* **Materials provided**:
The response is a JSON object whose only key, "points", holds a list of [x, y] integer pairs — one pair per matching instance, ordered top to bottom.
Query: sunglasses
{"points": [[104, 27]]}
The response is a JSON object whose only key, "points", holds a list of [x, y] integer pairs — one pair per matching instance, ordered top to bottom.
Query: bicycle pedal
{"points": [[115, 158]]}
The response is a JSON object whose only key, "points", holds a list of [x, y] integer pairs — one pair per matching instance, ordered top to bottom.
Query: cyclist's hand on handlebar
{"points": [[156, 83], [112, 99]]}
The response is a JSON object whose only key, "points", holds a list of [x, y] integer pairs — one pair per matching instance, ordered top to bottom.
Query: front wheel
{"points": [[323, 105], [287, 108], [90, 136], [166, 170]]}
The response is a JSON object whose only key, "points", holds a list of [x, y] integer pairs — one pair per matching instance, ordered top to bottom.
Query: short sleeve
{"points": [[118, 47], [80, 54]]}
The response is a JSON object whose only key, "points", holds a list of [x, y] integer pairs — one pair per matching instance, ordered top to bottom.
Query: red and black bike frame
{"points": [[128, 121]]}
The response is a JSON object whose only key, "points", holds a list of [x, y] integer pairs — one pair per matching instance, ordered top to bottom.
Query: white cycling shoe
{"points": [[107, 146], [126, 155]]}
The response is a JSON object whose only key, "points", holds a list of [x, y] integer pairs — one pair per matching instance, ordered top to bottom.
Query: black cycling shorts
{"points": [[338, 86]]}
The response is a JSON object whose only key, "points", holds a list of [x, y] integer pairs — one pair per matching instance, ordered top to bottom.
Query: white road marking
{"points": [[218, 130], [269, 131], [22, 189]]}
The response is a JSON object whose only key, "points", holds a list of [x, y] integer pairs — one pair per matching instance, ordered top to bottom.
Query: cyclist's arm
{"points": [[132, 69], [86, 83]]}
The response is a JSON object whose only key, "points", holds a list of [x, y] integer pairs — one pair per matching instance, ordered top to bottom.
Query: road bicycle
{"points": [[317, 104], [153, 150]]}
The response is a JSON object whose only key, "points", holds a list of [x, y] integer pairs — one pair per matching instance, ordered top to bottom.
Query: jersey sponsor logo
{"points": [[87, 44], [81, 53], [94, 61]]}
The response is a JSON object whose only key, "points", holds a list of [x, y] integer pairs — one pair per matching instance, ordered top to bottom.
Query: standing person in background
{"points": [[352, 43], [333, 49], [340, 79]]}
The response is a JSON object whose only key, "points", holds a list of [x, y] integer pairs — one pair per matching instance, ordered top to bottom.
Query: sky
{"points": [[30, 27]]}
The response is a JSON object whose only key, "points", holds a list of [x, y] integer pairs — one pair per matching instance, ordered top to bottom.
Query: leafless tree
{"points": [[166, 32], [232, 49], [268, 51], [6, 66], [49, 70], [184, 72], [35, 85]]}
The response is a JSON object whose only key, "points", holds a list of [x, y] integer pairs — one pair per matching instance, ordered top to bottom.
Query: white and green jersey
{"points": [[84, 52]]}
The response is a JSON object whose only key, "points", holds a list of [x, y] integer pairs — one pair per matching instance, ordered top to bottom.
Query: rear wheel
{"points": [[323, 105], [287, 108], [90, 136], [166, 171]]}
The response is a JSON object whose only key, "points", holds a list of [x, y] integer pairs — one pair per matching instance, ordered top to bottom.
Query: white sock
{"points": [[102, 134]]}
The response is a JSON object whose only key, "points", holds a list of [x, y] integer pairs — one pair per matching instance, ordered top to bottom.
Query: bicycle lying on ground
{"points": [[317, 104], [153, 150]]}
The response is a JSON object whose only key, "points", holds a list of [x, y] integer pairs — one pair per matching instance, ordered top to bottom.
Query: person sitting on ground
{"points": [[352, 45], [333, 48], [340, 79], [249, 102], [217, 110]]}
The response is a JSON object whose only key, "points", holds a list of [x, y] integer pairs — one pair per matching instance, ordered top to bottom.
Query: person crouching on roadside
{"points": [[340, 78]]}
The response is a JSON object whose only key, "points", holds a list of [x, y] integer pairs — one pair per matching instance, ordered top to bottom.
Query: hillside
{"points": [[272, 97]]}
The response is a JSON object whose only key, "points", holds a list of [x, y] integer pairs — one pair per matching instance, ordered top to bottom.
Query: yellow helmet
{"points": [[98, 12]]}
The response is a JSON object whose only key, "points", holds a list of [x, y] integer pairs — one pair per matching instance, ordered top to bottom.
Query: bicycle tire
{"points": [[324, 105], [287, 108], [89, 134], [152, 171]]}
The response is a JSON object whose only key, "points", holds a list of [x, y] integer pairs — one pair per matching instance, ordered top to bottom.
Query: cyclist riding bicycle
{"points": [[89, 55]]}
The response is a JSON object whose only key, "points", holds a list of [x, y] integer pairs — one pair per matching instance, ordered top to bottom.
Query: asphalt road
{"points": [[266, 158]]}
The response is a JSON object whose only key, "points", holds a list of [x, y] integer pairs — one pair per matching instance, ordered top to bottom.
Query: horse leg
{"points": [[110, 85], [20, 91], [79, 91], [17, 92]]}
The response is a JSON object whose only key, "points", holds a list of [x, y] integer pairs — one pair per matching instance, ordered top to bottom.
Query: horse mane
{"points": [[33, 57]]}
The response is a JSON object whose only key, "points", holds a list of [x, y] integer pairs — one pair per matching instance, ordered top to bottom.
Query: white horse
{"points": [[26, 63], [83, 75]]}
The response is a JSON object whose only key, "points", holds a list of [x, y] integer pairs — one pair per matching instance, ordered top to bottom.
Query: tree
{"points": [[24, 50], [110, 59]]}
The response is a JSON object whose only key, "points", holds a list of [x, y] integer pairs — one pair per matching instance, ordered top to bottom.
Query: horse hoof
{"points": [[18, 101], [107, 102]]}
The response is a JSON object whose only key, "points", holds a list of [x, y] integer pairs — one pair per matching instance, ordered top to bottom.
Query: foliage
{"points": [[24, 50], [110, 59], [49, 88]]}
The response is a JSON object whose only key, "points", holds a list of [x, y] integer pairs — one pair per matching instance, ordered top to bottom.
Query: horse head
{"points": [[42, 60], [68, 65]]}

* **Task directions**: Identify each line in the items above that contains the word "cycling" and copy every such line in full.

* **Task response**:
Query: white cycling shoe
Query: black cycling shorts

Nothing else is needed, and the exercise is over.